(Records drawn from a dataset)

..............................

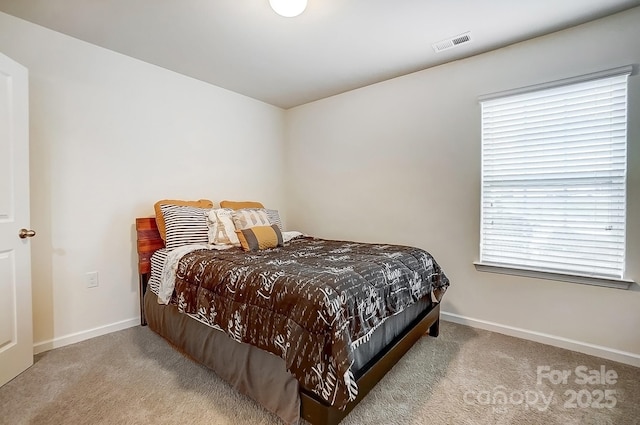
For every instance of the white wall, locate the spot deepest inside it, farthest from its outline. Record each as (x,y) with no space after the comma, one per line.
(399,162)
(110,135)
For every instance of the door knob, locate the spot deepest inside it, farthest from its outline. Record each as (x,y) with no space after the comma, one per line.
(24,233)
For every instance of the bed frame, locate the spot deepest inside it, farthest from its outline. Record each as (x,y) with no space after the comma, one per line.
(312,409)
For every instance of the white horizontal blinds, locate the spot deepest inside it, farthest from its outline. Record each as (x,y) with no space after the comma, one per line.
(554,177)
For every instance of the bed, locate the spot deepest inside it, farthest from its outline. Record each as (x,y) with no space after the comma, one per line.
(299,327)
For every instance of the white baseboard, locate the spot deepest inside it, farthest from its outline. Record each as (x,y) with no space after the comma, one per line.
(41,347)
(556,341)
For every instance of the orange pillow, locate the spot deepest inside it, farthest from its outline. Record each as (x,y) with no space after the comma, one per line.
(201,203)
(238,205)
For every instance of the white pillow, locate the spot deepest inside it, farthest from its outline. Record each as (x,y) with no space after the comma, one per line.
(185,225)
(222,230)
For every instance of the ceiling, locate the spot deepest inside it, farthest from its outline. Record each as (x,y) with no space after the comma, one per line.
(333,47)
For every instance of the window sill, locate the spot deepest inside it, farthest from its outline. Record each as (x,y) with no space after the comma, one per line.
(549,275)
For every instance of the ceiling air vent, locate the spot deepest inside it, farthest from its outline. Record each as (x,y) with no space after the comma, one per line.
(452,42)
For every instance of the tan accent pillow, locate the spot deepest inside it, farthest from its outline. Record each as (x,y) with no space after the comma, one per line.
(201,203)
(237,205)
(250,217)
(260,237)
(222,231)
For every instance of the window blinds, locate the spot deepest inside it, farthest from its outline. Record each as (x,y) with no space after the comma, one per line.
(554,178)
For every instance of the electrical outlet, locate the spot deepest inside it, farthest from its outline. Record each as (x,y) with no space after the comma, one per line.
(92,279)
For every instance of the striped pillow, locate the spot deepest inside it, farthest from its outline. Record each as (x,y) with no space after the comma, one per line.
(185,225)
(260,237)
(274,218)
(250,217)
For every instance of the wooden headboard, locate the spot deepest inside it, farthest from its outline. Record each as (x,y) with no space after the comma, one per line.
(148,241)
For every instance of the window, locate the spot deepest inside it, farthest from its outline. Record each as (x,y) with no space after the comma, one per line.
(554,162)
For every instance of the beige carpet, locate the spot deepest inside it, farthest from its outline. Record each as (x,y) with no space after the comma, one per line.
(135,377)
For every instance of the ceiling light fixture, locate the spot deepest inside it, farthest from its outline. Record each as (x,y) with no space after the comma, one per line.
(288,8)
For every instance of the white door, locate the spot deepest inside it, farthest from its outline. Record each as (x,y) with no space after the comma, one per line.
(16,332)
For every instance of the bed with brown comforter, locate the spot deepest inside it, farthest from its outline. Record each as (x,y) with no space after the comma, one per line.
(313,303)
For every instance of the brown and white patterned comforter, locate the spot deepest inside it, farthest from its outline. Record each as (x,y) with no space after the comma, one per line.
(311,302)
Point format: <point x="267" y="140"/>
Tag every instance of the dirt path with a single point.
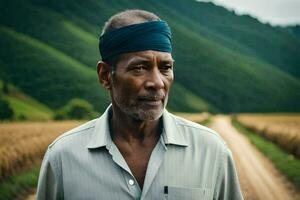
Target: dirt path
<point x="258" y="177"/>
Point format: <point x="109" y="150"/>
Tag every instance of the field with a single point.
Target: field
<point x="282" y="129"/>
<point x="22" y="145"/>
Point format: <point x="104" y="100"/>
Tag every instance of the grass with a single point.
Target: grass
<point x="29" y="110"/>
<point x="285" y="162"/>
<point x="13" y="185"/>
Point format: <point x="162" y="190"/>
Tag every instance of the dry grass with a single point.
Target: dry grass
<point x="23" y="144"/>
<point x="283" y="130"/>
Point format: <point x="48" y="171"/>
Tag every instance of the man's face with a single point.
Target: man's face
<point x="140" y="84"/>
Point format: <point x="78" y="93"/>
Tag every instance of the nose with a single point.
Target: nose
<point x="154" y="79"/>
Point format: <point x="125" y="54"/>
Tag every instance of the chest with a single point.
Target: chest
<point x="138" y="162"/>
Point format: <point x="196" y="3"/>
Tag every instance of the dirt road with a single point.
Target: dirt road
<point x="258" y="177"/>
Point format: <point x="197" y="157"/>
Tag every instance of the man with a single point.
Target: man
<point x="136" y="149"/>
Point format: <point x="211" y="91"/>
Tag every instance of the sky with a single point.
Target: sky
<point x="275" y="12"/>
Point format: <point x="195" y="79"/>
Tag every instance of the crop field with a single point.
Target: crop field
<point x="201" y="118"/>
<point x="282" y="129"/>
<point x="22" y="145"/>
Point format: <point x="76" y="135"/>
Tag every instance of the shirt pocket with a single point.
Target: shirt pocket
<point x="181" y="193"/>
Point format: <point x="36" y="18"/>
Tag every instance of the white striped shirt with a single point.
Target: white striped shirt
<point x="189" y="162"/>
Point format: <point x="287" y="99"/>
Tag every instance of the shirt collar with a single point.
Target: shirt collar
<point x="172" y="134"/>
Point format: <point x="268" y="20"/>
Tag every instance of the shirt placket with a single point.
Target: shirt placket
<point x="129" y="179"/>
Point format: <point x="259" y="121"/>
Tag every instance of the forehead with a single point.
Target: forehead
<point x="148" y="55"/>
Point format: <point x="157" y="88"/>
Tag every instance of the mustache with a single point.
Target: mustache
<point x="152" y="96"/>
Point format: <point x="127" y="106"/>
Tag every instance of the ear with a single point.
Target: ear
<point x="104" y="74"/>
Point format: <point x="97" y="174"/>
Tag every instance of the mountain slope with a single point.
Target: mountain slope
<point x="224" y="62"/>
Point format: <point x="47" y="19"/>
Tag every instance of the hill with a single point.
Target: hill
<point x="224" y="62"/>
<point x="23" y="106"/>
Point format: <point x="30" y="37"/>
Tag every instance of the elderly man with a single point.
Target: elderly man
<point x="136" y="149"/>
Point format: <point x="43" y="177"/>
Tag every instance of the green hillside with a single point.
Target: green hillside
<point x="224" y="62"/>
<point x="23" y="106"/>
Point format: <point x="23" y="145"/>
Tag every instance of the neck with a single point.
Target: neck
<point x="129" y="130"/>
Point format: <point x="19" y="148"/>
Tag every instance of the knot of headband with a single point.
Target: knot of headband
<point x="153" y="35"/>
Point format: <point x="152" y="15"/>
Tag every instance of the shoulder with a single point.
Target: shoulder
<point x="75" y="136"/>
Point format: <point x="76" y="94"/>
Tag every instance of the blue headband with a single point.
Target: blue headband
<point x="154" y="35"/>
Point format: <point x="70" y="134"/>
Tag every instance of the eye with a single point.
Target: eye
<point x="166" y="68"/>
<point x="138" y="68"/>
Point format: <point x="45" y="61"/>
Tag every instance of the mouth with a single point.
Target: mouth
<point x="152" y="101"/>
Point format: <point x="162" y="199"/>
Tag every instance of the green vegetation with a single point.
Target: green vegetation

..............................

(Problem to solve): Write out each record exactly as shown, but not its pictures.

(Answer to the problem):
For every instance of the white wall, locate the spot deepest inside it, farthest from its outline. Record each as (x,y) with no space after the comma, one per line.
(399,162)
(110,135)
For every instance of the door knob, locate the spot deepest inside it, farthest from its outline. Record each as (x,y) with no space after the comma, one per line.
(24,233)
For every instance of the bed frame, locate the spot deepest inside it, farthest from its outline. Record each as (x,y) with no space after the comma, one per line.
(312,409)
For every instance of the white horizontal blinds, locate the spot deepest inside it, farthest from its outline. Record each as (x,y) with no space after the comma, one per line.
(554,177)
For every instance of the bed, locate the spot deepest inside it, farthest from its outline. Record each as (x,y) with no space after the comma, one per line.
(299,327)
For every instance of the white baseboard, locate the spot deepest inside it, farthest from its outline. Record each as (x,y) with no space after the comma, one per line.
(41,347)
(556,341)
For every instance of the orange pillow, locate the spot deepest inside it, farthest from its outline. Record each as (x,y) with no space after the comma, one per line.
(201,203)
(238,205)
For every instance of the white pillow, locate the spot deepest inside it, farthest from its outline. Record each as (x,y) with no space after the comma, one per line.
(185,225)
(222,230)
For every instance of the ceiling, locate the spot deepest inside it, farthest from its outline. Record each as (x,y) with no space after the comma, one per line.
(333,47)
For every instance of the window sill, locate the spot deepest inside it, farthest from its outline. Record each as (x,y) with no space after the comma, one per line.
(549,275)
For every instance of the ceiling air vent, locate the spot deepest inside it, farthest from its outline. Record each as (x,y) with no space after the comma, one per line.
(452,42)
For every instance of the tan accent pillow, locate the spot deepest inside it, farthest from its outline. Record each as (x,y) with no space after the comma, one per line.
(201,203)
(237,205)
(250,217)
(260,237)
(222,231)
For every instance of the window blinds, locate the spot deepest inside it, farthest from its outline. Record each as (x,y) with no space after the comma, one per line.
(554,178)
For every instance of the electrical outlet, locate the spot deepest inside it, farthest from its outline. Record each as (x,y) with no space after the comma, one per line.
(92,279)
For every instance of the striped pillow, locate the spot deepest inside it, farthest from its outline. Record each as (x,y) with no space after the comma, one per line.
(185,225)
(260,237)
(274,218)
(250,217)
For every instance of the wooden headboard, locate the spot deepest inside it, farthest from its outline. Record each as (x,y) with no space after the comma, one per line.
(148,241)
For every instance of the window, locate the spot deepest inside it, farthest from its outline. Record each as (x,y) with no space after the comma, one per line.
(554,162)
For every instance of the beige carpet, locate the spot deepest inside it, farthest from its outline. Record each as (x,y) with no space after the comma, one per line.
(135,377)
For every instance of the ceiling light fixture, locate the spot deepest inside it, farthest from its outline. Record each as (x,y) with no space after the comma, one per line.
(288,8)
For every instance of the white door, locate the spot deepest inside it, farthest from its outline. Record each as (x,y) with no space after the comma, one per line.
(16,332)
For every instance of the bed with brown comforter, locate the spot deepest inside it, farthest from its outline. Record each as (x,y) with no space after the comma, one per line.
(313,303)
For every instance of the brown and white patterned comforter, locate the spot deepest inside it, farthest from its outline. Record each as (x,y) with no space after the comma, one per line.
(311,302)
Point format: <point x="267" y="140"/>
Tag every instance of the dirt path with a single point.
Target: dirt path
<point x="258" y="177"/>
Point format: <point x="109" y="150"/>
Tag every instance of the field with a single point.
Target: field
<point x="282" y="129"/>
<point x="22" y="145"/>
Point format: <point x="104" y="100"/>
Tag every instance of the grass with a single point.
Target: grass
<point x="29" y="110"/>
<point x="285" y="162"/>
<point x="13" y="185"/>
Point format: <point x="162" y="190"/>
Tag every instance of the dry grass with a single point.
Target: dry grass
<point x="23" y="144"/>
<point x="283" y="130"/>
Point format: <point x="48" y="171"/>
Tag every instance of the man's face with a single point.
Target: man's face
<point x="140" y="84"/>
Point format: <point x="78" y="93"/>
Tag every instance of the nose with a single point.
Target: nose
<point x="154" y="79"/>
Point format: <point x="125" y="54"/>
Tag every instance of the chest with a single point.
Target: chest
<point x="138" y="162"/>
Point format: <point x="196" y="3"/>
Tag every instance of the dirt road with a single point.
Target: dirt road
<point x="258" y="177"/>
Point format: <point x="197" y="157"/>
Tag every instance of the man with a single point.
Target: man
<point x="136" y="149"/>
Point format: <point x="211" y="91"/>
Tag every instance of the sky with a single point.
Target: sky
<point x="275" y="12"/>
Point format: <point x="195" y="79"/>
Tag every instance of the crop field with a single point.
Target: crop field
<point x="201" y="118"/>
<point x="282" y="129"/>
<point x="22" y="145"/>
Point format: <point x="76" y="135"/>
Tag every instance of the shirt pocket with a single point.
Target: shirt pocket
<point x="181" y="193"/>
Point format: <point x="36" y="18"/>
Tag every instance of the white striped shirt with a single point.
Target: white striped shirt
<point x="189" y="162"/>
Point format: <point x="287" y="99"/>
Tag every instance of the shirt collar with a single point.
Target: shirt collar
<point x="172" y="134"/>
Point format: <point x="268" y="20"/>
Tag every instance of the shirt placket with a single point.
Target: shirt placket
<point x="129" y="179"/>
Point format: <point x="259" y="121"/>
Tag every instance of the forehead with a single point.
Target: forehead
<point x="148" y="55"/>
Point format: <point x="157" y="88"/>
Tag every instance of the mustache with a single point.
Target: mustache
<point x="152" y="96"/>
Point format: <point x="127" y="106"/>
Tag every instance of the ear with a single point.
Target: ear
<point x="104" y="74"/>
Point format: <point x="97" y="174"/>
Tag every instance of the mountain slope with a single point.
Target: mountain slope
<point x="224" y="62"/>
Point format: <point x="47" y="19"/>
Tag every instance of the hill with a single point.
Target: hill
<point x="224" y="62"/>
<point x="23" y="106"/>
Point format: <point x="30" y="37"/>
Tag every instance of the elderly man with a single point.
Target: elderly man
<point x="136" y="149"/>
Point format: <point x="43" y="177"/>
Tag every instance of the green hillside with a single point.
Target: green hillside
<point x="224" y="62"/>
<point x="23" y="106"/>
Point format: <point x="23" y="145"/>
Tag every instance of the neck with a single point.
Target: neck
<point x="129" y="130"/>
Point format: <point x="19" y="148"/>
Tag every instance of the knot of headband with a single point.
Target: knot of headband
<point x="153" y="35"/>
Point format: <point x="152" y="15"/>
Tag every instance of the shoulder with a single point.
Target: shoulder
<point x="75" y="136"/>
Point format: <point x="76" y="94"/>
Tag every instance of the blue headband with a single point.
Target: blue headband
<point x="154" y="35"/>
Point format: <point x="70" y="134"/>
Tag every instance of the eye with a single point.
Target: eye
<point x="166" y="68"/>
<point x="138" y="68"/>
Point format: <point x="45" y="61"/>
Tag every instance of the mouth with a single point.
Target: mouth
<point x="152" y="101"/>
Point format: <point x="162" y="199"/>
Tag every instance of the green vegetation with a single point.
Target: green vegetation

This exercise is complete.